The coordinator of the Alstom Europe unions, Mrs Francine Blanche, was telling me yesterday evening that the employees were naturally pleased about the Commission’s approval, in principle, of the rescue plan. However, they remember the many warnings given by their elected representatives, warnings that have never been taken seriously at any level. They are not about to agree to be the victims of this rescue now. Mrs Blanche gave me to understand that, since his appointment in January of this year, the new chairman of the group, Mr Kron, had devoted no more than two hours to discussions with the European representatives of the employees. Such arrogance is no longer tolerable. The need is enormous, and the demands are loud for those employees to exercise their rights as employees.
Already, Commissioner, Alstom’s European trades union coordinators are asking to be received, heard and listened to by the Commission. In the meantime, they will have studied the plan in detail and will be in a position to propose measures to achieve savings which will not take the form of job losses. That is what will happen in the immediate future.
After that, this enormously important affair places certain major questions squarely on the agenda of the debate on the future of the European Union. I shall mention three of these.

JOBS |
A: Answer these questions using the passage on Alstom:
(i) Who is the coordinator of the Alstom Europe unions?
(ii) Since his appointment, how much time had Mr Kron devoted to discussions with the European representatives of the employees?
(iii) How many of the major questions raised by this affair does the speaker say they will mention?
B: Print everything in the passage on Alstom from "After that, this" down to "three of these.".

[Stored items from a collection]
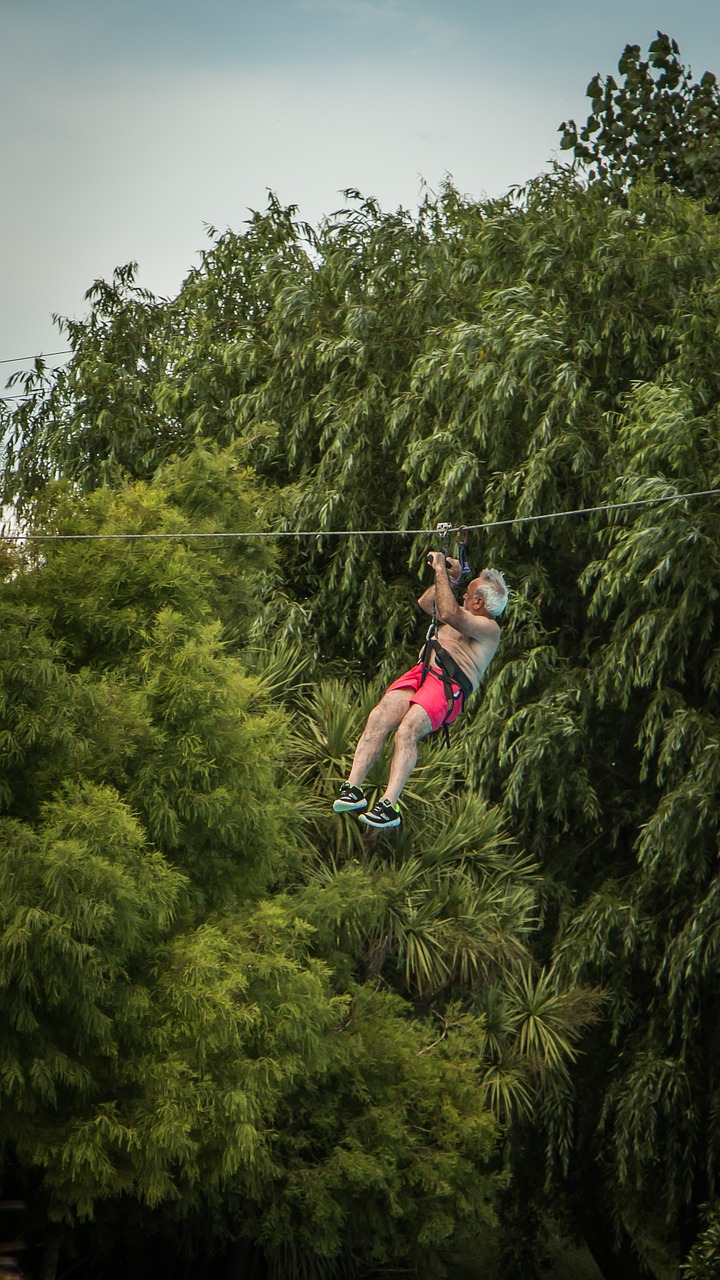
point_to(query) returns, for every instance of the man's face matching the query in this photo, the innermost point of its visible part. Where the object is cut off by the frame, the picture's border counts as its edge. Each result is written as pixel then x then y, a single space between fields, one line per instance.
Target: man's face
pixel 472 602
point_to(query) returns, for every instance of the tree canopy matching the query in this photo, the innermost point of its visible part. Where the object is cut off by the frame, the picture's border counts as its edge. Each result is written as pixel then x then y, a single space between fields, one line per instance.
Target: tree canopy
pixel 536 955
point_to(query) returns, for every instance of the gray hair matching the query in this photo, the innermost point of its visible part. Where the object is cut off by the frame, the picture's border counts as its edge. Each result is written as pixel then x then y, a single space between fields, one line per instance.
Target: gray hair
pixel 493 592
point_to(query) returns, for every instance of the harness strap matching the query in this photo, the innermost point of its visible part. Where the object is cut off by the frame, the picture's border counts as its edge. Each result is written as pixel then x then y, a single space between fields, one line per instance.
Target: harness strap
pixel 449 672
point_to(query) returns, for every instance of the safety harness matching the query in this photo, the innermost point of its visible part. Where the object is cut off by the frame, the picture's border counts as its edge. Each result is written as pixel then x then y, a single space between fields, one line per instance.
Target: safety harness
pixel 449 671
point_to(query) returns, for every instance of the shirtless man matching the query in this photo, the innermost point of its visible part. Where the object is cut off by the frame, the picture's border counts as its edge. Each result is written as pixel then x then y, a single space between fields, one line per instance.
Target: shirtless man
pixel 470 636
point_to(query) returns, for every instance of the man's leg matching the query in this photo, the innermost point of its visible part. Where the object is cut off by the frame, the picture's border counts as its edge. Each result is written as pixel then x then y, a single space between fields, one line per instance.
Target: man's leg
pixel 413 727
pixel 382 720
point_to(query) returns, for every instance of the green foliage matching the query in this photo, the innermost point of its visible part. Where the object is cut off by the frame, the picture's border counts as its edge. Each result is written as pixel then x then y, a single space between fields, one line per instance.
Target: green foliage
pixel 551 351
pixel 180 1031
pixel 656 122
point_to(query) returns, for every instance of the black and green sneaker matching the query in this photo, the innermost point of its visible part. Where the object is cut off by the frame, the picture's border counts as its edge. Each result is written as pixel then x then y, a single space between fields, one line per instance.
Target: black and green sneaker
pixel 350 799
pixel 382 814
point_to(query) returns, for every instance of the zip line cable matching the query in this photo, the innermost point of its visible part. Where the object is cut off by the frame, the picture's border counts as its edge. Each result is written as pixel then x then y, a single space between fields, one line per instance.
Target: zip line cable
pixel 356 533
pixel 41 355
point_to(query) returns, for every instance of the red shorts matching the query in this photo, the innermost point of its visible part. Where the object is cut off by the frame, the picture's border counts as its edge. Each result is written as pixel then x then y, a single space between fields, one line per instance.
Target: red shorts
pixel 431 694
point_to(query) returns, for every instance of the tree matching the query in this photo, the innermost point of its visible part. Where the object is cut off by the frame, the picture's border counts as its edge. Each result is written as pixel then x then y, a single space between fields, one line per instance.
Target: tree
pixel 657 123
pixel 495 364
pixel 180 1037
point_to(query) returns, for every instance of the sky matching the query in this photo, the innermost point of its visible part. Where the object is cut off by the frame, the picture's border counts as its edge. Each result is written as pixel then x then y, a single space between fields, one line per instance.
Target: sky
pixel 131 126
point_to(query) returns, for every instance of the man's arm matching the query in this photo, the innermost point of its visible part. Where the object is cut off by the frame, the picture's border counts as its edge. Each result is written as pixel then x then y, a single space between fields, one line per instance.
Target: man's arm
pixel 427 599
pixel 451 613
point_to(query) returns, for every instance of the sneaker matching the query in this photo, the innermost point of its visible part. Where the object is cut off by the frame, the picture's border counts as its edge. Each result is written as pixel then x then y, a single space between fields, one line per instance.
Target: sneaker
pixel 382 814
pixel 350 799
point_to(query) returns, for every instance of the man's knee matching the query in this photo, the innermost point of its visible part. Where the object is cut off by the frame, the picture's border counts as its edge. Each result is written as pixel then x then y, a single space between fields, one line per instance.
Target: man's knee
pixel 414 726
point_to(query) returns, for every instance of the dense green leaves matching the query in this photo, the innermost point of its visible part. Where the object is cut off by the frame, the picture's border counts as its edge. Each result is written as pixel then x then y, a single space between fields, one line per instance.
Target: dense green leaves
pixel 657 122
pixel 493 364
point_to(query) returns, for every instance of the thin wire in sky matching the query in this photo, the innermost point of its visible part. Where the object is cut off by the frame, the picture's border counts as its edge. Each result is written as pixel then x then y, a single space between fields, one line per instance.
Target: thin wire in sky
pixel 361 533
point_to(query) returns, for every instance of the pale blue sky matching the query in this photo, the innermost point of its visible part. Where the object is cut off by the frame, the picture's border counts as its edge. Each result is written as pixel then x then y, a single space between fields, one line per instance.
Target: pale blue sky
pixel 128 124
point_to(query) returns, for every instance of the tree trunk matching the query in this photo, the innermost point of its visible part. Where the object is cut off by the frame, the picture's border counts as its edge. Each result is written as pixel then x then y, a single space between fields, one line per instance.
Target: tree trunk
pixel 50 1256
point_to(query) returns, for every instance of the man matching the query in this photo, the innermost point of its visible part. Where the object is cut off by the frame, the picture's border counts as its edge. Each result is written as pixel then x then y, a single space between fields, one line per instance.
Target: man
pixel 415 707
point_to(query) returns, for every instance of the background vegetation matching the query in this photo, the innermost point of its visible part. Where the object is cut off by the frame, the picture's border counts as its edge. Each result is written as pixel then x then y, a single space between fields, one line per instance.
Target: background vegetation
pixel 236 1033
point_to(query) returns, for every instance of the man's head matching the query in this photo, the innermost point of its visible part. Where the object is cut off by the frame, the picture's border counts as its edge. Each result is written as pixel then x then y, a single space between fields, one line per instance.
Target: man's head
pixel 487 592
---
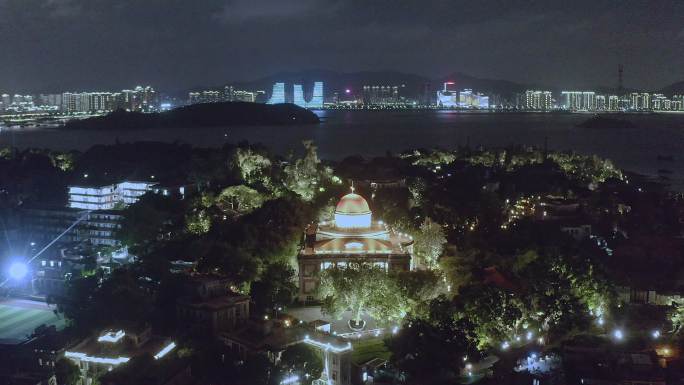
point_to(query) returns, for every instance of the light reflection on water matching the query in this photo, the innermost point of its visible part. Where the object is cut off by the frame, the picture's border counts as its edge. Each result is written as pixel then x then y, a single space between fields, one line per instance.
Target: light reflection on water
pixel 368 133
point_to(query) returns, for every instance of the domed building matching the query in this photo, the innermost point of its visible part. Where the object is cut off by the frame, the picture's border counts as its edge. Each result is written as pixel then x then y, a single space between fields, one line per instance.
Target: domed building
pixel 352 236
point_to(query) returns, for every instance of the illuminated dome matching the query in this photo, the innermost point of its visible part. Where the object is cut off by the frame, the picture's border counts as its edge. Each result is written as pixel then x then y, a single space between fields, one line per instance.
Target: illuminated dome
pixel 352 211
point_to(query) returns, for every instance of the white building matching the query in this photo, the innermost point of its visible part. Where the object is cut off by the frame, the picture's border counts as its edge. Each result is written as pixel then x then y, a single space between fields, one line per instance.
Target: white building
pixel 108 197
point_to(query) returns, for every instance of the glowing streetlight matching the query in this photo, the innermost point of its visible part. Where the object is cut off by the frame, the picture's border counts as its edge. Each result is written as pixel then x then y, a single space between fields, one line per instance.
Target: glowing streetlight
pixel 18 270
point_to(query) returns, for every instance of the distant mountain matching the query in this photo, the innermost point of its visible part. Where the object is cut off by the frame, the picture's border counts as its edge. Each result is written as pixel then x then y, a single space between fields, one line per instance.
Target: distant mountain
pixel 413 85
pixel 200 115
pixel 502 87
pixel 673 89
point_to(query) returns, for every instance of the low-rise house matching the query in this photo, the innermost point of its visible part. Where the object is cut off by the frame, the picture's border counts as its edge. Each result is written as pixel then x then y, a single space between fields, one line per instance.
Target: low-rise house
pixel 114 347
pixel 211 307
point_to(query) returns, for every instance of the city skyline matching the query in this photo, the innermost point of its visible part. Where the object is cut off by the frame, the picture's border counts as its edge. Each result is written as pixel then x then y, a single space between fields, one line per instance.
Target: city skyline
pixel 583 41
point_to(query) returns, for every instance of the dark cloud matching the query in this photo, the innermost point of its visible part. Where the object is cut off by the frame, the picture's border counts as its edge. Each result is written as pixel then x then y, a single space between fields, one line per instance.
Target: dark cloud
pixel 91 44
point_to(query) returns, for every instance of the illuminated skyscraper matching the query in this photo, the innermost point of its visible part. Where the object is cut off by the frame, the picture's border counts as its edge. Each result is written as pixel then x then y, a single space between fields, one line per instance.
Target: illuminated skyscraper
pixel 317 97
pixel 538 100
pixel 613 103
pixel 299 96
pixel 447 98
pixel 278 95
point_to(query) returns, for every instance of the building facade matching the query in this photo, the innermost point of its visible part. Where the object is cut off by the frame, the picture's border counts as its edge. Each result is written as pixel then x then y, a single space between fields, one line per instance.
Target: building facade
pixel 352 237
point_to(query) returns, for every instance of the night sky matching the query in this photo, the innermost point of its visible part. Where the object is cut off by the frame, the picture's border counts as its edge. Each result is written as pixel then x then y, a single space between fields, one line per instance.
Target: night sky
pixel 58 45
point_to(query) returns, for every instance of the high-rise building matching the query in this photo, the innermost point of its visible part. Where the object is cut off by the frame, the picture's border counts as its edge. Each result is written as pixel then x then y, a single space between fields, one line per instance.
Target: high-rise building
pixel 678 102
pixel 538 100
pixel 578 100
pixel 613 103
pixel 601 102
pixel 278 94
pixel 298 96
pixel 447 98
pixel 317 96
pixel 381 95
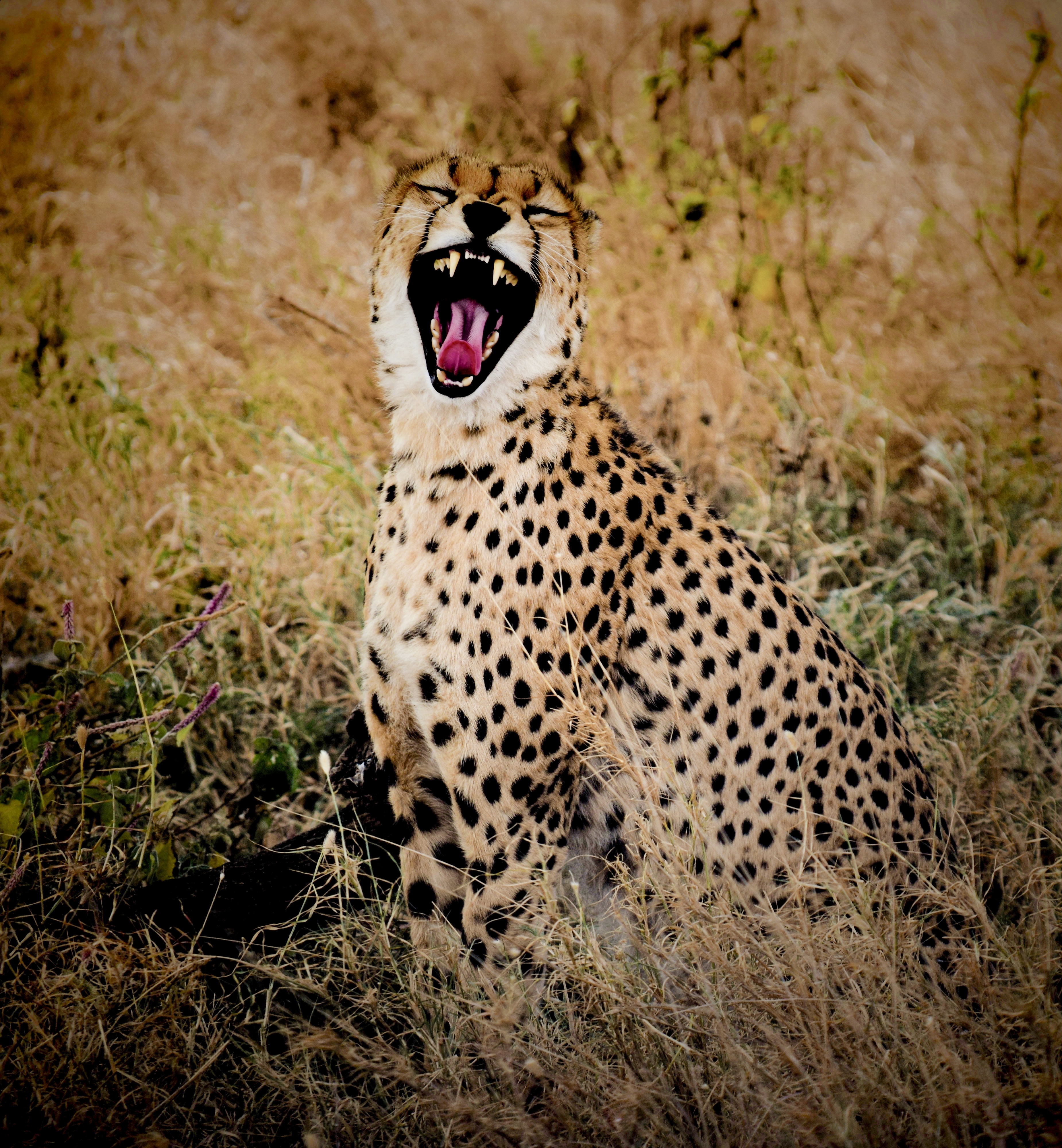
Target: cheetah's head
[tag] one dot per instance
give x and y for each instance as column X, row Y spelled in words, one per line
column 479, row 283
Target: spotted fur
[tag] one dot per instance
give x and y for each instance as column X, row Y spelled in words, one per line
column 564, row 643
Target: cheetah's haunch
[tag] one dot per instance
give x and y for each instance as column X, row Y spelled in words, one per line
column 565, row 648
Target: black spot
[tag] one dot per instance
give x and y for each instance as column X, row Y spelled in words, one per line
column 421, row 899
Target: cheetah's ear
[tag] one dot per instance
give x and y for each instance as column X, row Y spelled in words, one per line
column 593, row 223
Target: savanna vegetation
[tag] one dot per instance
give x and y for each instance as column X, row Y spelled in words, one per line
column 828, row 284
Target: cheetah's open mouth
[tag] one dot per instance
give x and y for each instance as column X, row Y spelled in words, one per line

SOLUTIONS TO THE EXERCISE |
A:
(i) Mrs Francine Blanche.
(ii) No more than two hours.
(iii) Three.

B:
After that, this enormously important affair places certain major questions squarely on the agenda of the debate on the future of the European Union. I shall mention three of these.